• Extracted text:
** begin **

Default thresholds are conservative — operators tune by editing DEFAULT_THRESHOLDS in training/promotion_scorecard.py or by passing their own override map into evaluate(thresholds=...) from Python.

Usage

python -m training.promotion_scorecard \
    --eval-report reports/candidate.json \
    --shadow-summary reports/shadow_summary.json \
    --labelled-traces /data/labelled \
    --tier first_sft \
    --output reports/scorecard.json

Exit code is 0 when every gate passes at the chosen tier, 1 otherwise. Drop into CI to gate the next traffic-share bump.

** end **

• Source records:

** begin **

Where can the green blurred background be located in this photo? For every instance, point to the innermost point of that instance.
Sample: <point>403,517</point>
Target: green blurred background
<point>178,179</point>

** end **
** begin **

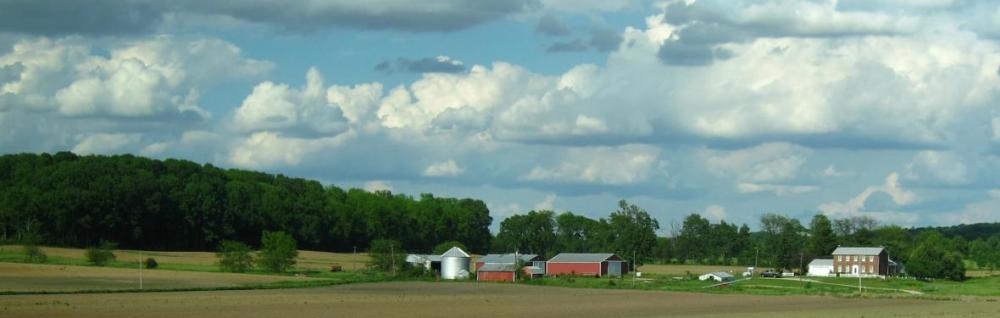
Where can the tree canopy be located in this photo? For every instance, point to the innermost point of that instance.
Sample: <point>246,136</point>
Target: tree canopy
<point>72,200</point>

** end **
** begin **

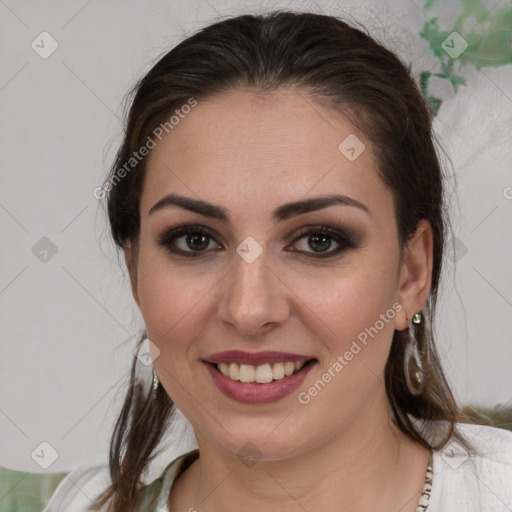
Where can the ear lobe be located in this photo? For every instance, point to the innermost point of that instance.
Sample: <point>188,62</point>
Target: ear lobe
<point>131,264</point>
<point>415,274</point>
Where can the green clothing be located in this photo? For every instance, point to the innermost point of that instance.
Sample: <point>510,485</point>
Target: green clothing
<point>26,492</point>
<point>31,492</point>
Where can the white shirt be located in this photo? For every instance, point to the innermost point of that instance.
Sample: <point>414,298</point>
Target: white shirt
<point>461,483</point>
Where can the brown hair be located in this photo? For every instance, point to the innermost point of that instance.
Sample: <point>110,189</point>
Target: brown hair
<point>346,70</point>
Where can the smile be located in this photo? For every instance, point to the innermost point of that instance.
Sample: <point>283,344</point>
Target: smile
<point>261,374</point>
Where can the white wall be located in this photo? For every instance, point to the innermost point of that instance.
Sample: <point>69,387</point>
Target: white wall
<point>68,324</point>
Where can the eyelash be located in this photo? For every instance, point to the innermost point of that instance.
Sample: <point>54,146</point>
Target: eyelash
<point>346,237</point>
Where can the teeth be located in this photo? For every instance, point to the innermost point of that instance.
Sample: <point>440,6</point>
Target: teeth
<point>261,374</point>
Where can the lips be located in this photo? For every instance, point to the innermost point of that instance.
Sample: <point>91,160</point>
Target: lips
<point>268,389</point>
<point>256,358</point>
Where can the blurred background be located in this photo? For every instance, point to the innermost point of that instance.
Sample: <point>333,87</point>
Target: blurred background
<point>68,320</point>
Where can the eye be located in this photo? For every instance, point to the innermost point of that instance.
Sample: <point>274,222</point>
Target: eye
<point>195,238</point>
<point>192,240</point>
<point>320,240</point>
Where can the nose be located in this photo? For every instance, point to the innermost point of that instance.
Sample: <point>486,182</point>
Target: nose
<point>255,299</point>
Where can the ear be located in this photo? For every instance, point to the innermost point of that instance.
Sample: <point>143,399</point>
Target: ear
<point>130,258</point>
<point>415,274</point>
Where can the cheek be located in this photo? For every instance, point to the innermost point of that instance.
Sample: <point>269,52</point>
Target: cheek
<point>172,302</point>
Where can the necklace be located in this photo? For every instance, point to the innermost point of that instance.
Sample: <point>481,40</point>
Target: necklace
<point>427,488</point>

** end **

• Challenges:
[1] In the promotion scorecard text, what does an exit code of 0 mean?
[2] From the rows, put into a numbered list the lines beginning at the one that contains "Where can the green blurred" and stopping after the one that contains "<point>178,179</point>", both included.

• Answer set:
[1] Every gate passes at the chosen tier.

[2]
1. Where can the green blurred background be located in this photo? For every instance, point to the innermost point of that instance.
2. Sample: <point>403,517</point>
3. Target: green blurred background
4. <point>178,179</point>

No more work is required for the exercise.